• Extracted records:
★ ★ ★ ★
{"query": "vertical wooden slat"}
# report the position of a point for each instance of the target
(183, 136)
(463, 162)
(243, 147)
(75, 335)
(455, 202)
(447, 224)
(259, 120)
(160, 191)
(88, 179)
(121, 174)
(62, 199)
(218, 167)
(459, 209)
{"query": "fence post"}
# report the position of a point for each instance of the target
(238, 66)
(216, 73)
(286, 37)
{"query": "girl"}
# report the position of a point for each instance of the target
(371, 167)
★ ★ ★ ★
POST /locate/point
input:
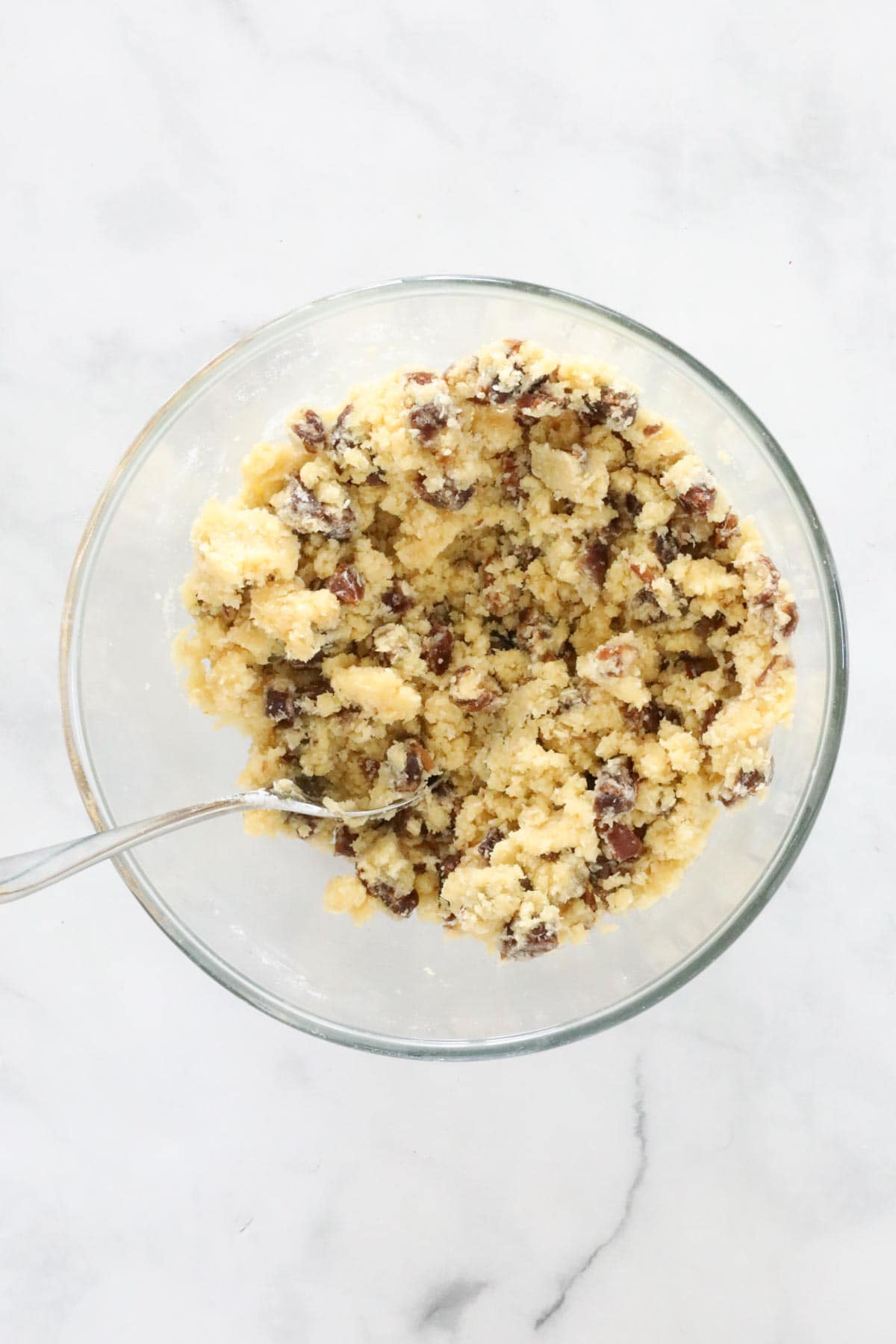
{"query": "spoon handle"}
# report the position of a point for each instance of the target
★ ★ ★ ★
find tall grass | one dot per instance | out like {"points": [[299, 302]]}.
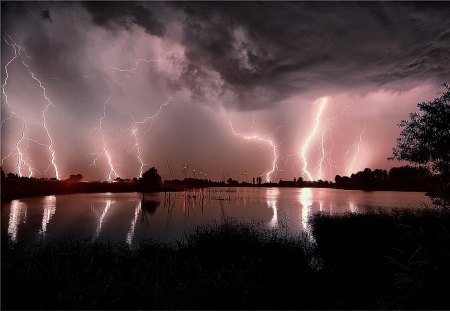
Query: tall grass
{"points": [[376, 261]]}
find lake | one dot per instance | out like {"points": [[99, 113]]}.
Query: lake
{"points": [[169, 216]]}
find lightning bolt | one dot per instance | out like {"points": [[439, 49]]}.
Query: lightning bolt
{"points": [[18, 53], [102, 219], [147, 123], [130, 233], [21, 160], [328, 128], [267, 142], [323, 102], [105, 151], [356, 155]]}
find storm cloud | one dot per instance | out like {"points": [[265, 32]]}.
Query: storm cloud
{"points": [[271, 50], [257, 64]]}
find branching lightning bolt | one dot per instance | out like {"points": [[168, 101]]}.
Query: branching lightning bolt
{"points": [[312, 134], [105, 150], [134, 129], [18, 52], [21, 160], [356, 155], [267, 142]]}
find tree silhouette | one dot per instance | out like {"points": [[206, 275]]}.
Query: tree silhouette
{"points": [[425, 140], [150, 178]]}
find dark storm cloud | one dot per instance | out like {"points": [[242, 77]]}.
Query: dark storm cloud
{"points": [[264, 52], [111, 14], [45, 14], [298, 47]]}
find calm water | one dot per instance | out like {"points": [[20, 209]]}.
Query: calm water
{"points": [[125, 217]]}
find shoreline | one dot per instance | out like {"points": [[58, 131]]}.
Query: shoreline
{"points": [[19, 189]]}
★ ★ ★ ★
• What you will do: Copy each line of the entries that includes the word "like".

• Response:
find tall grass | one dot per instance | out like {"points": [[299, 302]]}.
find lake | one dot per instance | out like {"points": [[99, 113]]}.
find lightning bolt | one dot per instance | out like {"points": [[439, 49]]}.
find storm cloud | one dot per instance | out like {"points": [[265, 32]]}.
find branching lightning bolt | one dot per instance | out like {"points": [[168, 101]]}.
find tree silhouette | one dot per instance | out like {"points": [[206, 275]]}.
find dark storm cloud | one dot per instance | out like {"points": [[242, 77]]}.
find calm water | one dot per instance | out like {"points": [[20, 209]]}.
find shoreline | one dot per instance | out like {"points": [[58, 131]]}.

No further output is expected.